He, like Richter, seems to be interested in the random, uncomplicated composition of amateur photographs, which seem to convey nothing, and yet something. In the words of Richter: “I like un-composed photographs. They don’t try to do anything more than announce the event.”(1) Yet all of them have some sort of punctum, a turning point that triggers the fantasy the artist finds appealing: be it the distant formal analogy of Miljard Kilk’s cult painting from the seventies Let’s Go! (1979) using a photograph of a party scene, or the intriguing lack of logic in a frame, where the photographer’s objects of desire ‘fall’ out of the frame, as in the source material for the painting Three Girls. The photographs forming the basis for these paintings are characterized by a certain open-endedness and randomness, which do not allow the motifs to become solidified into clear-cut allegories or symbols, but at the same time keep the desire machines constantly at work. The only slip-up the artist makes in this sense is an untitled diptych from 2005, where his manner, copying Laurentsius, and the allegorical symbolism of the apple motif, tend to wind the work up––because Saadoja’s strength has usually been in the open-endedness of his motifs, in their randomness and openness (to interpretation).
If there is any clear line running through his work, it is the ‘experience of seeing’. This is what he wants to share with us most passionately. Seeing as a subspecies of thinking. To see the important in the unimportant, the poetic in the random, the erotic in the poetic, the trivial in the mythological, etc. In the end, only one question remains, and the question is not so irrelevant: why paint photographs? The reason is that “even if I’m painting an exact copy, something new still manages to sneak in, whether I want it or not: something I don’t understand myself”(2). Naturally, these were Richter’s words, but I am sure Saadoja completely agrees with him.

## Written task A
According to the passage on Saadoja's painting, in what year was Miljard Kilk's painting Let's Go! made?
## Written task B
Repeat, word for word, the passage on Saadoja's painting from "If there is" to "agrees with him.".
## Written task C
Translate this sentence from the passage on Saadoja's painting into Spanish: "If there is any clear line running through his work, it is the ‘experience of seeing’."
The data that follows comes from a separate source.

## Material
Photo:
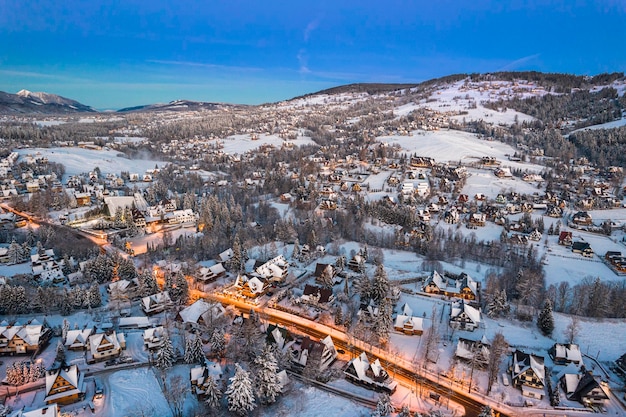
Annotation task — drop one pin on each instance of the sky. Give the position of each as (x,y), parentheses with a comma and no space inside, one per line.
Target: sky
(113,54)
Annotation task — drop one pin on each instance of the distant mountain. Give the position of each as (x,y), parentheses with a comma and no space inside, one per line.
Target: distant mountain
(370,88)
(27,102)
(178,105)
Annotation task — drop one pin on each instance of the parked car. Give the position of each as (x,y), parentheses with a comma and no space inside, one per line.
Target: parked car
(98,391)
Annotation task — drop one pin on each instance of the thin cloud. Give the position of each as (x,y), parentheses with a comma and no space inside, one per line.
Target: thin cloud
(204,65)
(310,27)
(303,62)
(519,62)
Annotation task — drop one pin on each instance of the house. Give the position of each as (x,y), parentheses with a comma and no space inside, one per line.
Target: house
(78,339)
(124,286)
(274,270)
(462,287)
(103,346)
(564,354)
(156,303)
(47,411)
(325,273)
(357,263)
(201,313)
(153,337)
(582,218)
(582,248)
(584,388)
(64,385)
(464,317)
(528,373)
(317,295)
(305,348)
(408,324)
(565,238)
(206,275)
(251,287)
(199,377)
(225,256)
(476,351)
(21,339)
(371,375)
(616,260)
(46,268)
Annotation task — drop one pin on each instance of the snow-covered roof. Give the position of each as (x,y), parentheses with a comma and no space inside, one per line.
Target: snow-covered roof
(472,313)
(77,338)
(199,309)
(72,375)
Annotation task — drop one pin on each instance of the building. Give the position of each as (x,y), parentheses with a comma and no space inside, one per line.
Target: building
(584,388)
(64,385)
(462,287)
(464,317)
(103,346)
(409,325)
(371,375)
(153,337)
(564,354)
(528,373)
(156,303)
(23,339)
(201,312)
(78,339)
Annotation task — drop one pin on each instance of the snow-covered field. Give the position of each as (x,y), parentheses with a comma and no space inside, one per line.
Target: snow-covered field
(79,160)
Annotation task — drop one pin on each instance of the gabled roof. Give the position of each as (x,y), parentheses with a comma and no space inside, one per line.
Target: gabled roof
(586,384)
(415,323)
(461,307)
(199,310)
(72,375)
(99,339)
(523,362)
(78,337)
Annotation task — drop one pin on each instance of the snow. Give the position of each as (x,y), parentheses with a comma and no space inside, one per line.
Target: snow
(79,160)
(450,145)
(240,144)
(608,125)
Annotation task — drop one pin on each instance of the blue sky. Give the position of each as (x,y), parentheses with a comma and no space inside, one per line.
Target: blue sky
(112,54)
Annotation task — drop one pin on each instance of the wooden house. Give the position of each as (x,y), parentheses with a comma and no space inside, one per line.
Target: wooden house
(562,354)
(584,388)
(103,346)
(156,303)
(23,339)
(464,317)
(78,339)
(372,375)
(528,373)
(582,248)
(408,324)
(64,385)
(565,238)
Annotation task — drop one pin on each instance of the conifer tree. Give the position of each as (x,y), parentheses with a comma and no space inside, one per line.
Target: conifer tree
(240,392)
(218,343)
(212,393)
(545,321)
(165,355)
(267,384)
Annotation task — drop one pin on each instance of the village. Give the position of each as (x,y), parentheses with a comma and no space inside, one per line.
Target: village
(399,291)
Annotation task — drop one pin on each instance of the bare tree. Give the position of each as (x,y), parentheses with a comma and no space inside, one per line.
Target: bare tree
(499,346)
(572,329)
(175,393)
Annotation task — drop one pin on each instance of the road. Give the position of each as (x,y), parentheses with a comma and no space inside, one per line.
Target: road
(97,238)
(429,381)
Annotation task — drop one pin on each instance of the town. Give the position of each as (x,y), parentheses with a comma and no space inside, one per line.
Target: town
(428,250)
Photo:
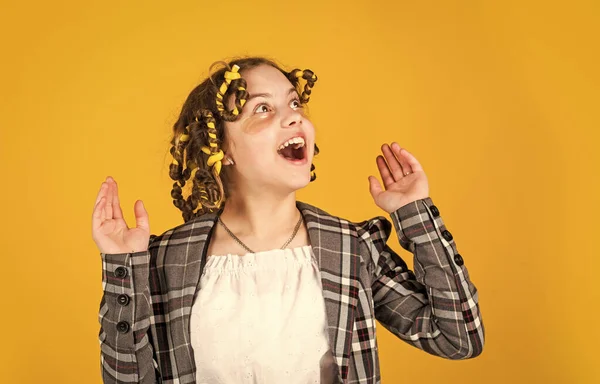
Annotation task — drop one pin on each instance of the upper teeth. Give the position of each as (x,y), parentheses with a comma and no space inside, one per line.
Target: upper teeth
(294,140)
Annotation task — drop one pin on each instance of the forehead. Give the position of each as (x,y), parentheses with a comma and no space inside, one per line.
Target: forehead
(265,79)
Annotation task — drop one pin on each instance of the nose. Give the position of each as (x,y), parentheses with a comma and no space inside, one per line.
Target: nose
(291,118)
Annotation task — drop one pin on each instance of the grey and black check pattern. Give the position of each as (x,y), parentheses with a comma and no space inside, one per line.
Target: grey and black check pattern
(435,308)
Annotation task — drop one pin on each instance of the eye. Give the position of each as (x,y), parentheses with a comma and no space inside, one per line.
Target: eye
(261,108)
(296,103)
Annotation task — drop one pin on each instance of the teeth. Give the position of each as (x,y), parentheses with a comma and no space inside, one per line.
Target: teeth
(296,140)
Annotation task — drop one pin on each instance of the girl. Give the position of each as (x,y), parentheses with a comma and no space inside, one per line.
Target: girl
(257,287)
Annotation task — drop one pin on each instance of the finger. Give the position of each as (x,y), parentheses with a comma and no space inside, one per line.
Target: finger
(101,193)
(411,160)
(118,213)
(141,216)
(109,198)
(374,186)
(406,168)
(98,214)
(386,176)
(393,164)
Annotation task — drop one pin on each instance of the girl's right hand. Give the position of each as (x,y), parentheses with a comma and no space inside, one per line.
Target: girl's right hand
(109,229)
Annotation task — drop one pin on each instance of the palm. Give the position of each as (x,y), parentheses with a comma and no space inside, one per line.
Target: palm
(109,229)
(400,188)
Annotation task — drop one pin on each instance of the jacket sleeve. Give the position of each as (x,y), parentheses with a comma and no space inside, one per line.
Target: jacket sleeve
(435,308)
(126,351)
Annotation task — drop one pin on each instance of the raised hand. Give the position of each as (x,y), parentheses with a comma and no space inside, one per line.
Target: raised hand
(403,178)
(109,229)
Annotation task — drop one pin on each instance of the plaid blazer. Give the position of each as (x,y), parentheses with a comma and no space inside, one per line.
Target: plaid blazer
(147,296)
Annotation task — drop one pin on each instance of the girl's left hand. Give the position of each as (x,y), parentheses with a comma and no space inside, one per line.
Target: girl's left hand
(402,176)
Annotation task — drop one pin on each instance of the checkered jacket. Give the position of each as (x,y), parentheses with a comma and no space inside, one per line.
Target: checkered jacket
(146,304)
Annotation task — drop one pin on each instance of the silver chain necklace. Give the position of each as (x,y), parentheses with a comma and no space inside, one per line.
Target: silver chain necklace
(251,251)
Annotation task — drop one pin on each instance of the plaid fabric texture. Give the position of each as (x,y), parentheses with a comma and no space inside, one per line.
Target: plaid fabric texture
(435,308)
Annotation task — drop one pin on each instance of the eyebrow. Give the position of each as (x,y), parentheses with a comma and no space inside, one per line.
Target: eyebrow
(267,95)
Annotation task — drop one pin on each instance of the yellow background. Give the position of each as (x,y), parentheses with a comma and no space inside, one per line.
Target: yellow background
(498,100)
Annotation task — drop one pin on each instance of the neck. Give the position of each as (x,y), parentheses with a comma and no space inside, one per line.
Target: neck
(260,215)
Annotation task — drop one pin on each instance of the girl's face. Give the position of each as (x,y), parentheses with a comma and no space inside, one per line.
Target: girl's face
(271,117)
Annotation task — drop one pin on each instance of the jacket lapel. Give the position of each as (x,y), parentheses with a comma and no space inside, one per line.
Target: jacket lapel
(335,245)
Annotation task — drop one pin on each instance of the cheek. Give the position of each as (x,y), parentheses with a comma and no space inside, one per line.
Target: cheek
(257,123)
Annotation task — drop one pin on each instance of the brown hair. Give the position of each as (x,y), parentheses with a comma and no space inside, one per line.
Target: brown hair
(193,130)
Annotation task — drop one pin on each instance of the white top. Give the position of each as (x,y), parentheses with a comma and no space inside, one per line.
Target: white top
(260,318)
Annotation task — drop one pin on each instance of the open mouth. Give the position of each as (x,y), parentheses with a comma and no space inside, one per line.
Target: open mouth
(293,150)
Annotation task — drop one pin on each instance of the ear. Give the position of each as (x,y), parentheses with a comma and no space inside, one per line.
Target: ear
(227,160)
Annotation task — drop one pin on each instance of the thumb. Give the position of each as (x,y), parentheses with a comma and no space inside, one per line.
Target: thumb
(141,216)
(374,186)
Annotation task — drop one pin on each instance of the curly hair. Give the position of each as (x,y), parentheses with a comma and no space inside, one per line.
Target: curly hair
(200,130)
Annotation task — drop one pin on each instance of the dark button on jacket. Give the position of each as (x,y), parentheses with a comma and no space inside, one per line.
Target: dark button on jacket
(123,300)
(121,272)
(123,326)
(458,259)
(447,235)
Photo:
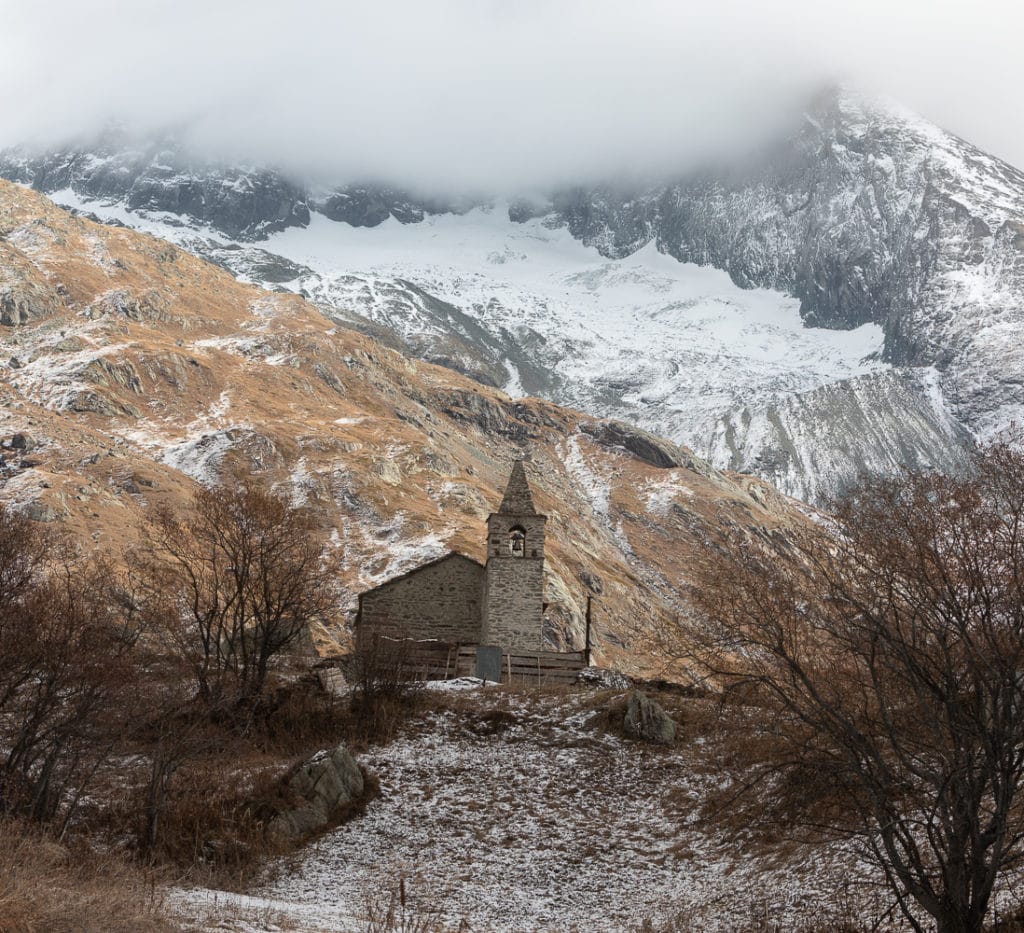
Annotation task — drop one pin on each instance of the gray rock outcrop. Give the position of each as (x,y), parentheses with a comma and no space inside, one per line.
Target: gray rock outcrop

## Expected answer A
1979

## Expected answer B
If there is any clear line running through his work, it is the ‘experience of seeing’. This is what he wants to share with us most passionately. Seeing as a subspecies of thinking. To see the important in the unimportant, the poetic in the random, the erotic in the poetic, the trivial in the mythological, etc. In the end, only one question remains, and the question is not so irrelevant: why paint photographs? The reason is that “even if I’m painting an exact copy, something new still manages to sneak in, whether I want it or not: something I don’t understand myself”(2). Naturally, these were Richter’s words, but I am sure Saadoja completely agrees with him.

## Expected answer C
Si hay alguna línea clara que recorra su obra, es la «experiencia de ver».